Your goal:
Copy the entries below exactly, but only from the line containing "Keypoint placement: for each instance of the skin, put" through the final line.

○ ○ ○ ○ ○

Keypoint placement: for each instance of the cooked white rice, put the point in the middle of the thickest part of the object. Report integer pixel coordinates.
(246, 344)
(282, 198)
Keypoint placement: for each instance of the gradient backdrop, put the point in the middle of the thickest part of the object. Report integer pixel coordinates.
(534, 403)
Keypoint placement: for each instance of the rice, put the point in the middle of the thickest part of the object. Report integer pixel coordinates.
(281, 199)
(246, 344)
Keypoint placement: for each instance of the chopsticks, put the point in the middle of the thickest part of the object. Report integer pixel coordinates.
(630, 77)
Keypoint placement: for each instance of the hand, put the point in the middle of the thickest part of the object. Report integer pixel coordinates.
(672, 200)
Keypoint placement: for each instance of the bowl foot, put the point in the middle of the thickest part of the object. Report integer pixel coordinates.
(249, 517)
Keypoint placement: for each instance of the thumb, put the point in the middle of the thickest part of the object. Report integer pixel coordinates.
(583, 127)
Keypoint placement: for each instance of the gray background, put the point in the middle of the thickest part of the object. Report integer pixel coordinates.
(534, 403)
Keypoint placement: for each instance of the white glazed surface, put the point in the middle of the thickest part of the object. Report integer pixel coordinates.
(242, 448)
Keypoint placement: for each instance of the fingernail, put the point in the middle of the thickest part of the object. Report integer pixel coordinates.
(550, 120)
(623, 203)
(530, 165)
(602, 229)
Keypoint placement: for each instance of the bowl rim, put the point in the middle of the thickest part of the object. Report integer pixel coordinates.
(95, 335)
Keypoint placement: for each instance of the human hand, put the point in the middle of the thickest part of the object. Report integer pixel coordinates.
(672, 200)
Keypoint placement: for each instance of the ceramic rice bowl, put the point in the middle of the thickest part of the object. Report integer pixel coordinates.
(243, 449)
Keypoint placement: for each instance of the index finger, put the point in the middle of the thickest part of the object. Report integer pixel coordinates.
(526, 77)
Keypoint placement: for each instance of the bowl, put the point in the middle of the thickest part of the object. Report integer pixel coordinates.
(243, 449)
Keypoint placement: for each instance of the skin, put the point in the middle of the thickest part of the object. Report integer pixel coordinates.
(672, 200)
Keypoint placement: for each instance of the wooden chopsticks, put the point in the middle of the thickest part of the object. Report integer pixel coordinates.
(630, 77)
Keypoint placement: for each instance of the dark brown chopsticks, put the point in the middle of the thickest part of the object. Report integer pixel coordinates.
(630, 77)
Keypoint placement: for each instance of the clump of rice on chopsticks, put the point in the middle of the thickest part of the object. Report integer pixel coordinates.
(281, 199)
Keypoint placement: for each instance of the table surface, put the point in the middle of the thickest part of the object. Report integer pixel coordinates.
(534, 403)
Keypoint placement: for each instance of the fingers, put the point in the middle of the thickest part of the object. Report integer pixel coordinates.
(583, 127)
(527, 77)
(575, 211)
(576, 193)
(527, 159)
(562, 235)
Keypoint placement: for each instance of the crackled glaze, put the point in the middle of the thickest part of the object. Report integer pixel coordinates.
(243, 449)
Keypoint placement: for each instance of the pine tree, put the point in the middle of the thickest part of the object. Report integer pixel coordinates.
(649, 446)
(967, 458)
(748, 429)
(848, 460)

○ ○ ○ ○ ○

Response:
Keypoint placement: for each instance of the skin, put the point in the middle of the thickest part of the object. Report integer pixel coordinates.
(672, 200)
Keypoint placement: for each instance of the wooden chopsticks, put the point in the middle of the thickest part of the object. Report integer pixel coordinates.
(630, 77)
Keypoint placement: for each instance of the dark brown chopsticks, put the point in the middle of the thickest part of the object. Report integer pixel coordinates.
(630, 77)
Keypoint placement: for each instance of the clump of rice on chopsticks, put the point in the middle of the thickest part of the object. Report integer pixel coordinates.
(281, 199)
Keypoint placement: for each instance of the table surface, put the point in the middle of the thickest part of the object. Report integer pixel coordinates.
(534, 403)
Keypoint placement: for each instance of the fingers, put the point in the middle of the thickest part of the object. Report integer pixel coordinates.
(583, 127)
(527, 77)
(575, 211)
(576, 193)
(527, 159)
(562, 235)
Keypoint placement: for each instance of the crackled glaze, put the point in the middle of the thickest part of the object. Report integer pixel coordinates.
(243, 449)
Keypoint placement: for each instance of the pine tree, put the point in the middle of the thickest part of the object. Report integer pixel coordinates.
(649, 446)
(967, 458)
(748, 429)
(848, 460)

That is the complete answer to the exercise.